→ EXTRAIT DU TEXTE:
--- --- ---

L’annonce d’une troisième grossesse où, cette fois, tout allait bien, fut vite assombrie, fin 2010, par un diagnostic de cancer particulièrement grave. Chiara et Enrico se trouvaient devant un dilemme tragique : accepter les traitements qui entraîneraient la mort de leur nouveau bébé – choix moralement acceptable, puisque cette mort ne serait ni recherchée ni désirée, ni directement provoquée – ou bien laisser filer le cancer, mais laisser naître l’enfant. Ils optèrent, ensemble, pour l’héroïsme.
Rapidement, Chiara allait perdre la vue dans un œil. Le cancer évoluait. Francesco est né le 30 mai 2011. Et sa jeune maman – 28 ans – se préparait à le quitter. Les traitements entamés dès la naissance ne feraient pas d’effet.

--- --- ---

[Entrées enregistrées]

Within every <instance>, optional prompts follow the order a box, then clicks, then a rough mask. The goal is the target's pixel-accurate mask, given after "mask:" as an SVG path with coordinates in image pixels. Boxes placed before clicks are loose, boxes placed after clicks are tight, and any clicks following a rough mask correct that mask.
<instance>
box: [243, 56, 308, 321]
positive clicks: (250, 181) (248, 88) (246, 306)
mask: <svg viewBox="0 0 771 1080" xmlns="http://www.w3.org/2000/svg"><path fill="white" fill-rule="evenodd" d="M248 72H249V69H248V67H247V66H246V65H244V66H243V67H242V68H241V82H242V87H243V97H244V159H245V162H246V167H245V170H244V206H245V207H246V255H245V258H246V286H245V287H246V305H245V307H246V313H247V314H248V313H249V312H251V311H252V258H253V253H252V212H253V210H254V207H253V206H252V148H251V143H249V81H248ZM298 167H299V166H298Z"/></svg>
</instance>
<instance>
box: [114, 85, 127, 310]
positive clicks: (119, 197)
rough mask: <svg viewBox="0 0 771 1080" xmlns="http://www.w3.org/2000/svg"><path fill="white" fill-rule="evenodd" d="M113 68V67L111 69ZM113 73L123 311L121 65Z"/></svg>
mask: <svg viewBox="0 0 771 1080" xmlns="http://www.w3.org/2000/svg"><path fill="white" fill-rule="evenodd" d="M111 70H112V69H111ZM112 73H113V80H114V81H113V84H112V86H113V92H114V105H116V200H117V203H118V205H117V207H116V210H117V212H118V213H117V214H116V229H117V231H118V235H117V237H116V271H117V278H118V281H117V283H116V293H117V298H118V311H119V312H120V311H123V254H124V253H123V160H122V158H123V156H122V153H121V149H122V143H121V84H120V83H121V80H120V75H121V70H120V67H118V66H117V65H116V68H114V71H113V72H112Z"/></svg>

--- --- ---

→ QUESTIONS SUR L'EXTRAIT:
(1) Répondez aux questions suivantes à partir de l'extrait sur Chiara et Enrico.
(a) À quelle période le diagnostic de cancer a-t-il été annoncé ?
(b) À quelle date Francesco est-il né ?
(c) Quel âge avait sa mère à ce moment-là ?
(2) Recopiez fidèlement le passage de l'extrait sur Chiara et Enrico situé entre « L’annonce d’une troisième » et « ensemble, pour l’héroïsme. », ces deux bornes incluses.
Les entrées ci-dessus proviennent d'une autre source.

→ VOS RÉPONSES:
(1)
(a) Fin 2010.
(b) Le 30 mai 2011.
(c) 28 ans.

(2)
L’annonce d’une troisième grossesse où, cette fois, tout allait bien, fut vite assombrie, fin 2010, par un diagnostic de cancer particulièrement grave. Chiara et Enrico se trouvaient devant un dilemme tragique : accepter les traitements qui entraîneraient la mort de leur nouveau bébé – choix moralement acceptable, puisque cette mort ne serait ni recherchée ni désirée, ni directement provoquée – ou bien laisser filer le cancer, mais laisser naître l’enfant. Ils optèrent, ensemble, pour l’héroïsme.